[Records for the exercise — start]

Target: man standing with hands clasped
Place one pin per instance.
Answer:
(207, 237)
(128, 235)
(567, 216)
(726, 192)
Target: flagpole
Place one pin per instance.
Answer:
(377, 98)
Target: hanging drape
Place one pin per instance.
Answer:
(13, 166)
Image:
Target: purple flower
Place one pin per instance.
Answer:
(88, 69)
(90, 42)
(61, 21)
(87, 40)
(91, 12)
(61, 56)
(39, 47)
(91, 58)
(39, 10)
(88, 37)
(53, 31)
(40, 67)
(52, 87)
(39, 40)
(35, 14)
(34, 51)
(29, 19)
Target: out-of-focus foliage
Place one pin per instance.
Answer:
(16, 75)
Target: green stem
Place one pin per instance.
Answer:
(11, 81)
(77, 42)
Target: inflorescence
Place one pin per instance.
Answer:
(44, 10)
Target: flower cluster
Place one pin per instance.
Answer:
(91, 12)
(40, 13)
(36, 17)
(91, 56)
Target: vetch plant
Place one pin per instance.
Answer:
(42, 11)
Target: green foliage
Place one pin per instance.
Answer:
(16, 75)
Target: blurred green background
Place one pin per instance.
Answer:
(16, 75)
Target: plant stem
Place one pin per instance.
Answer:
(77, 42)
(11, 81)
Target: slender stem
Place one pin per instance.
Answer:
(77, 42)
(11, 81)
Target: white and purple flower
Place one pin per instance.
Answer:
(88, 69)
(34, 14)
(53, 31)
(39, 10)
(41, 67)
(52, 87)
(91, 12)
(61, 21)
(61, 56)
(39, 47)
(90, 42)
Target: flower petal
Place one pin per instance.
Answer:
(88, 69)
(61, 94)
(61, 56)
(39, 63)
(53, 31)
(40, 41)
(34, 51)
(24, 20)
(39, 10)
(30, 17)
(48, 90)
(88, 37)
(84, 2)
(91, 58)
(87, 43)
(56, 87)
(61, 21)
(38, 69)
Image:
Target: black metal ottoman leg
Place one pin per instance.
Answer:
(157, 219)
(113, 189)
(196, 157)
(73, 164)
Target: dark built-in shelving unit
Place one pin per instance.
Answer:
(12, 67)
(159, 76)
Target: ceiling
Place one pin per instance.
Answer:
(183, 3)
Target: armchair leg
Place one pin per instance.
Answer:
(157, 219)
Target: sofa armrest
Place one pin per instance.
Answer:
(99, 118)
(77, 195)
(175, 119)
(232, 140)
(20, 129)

[Records for the exercise — finish]

**Task details**
Every line above in which the word "plant" occurs needs to be copied.

**Task solution**
Target: vetch plant
Target: plant stem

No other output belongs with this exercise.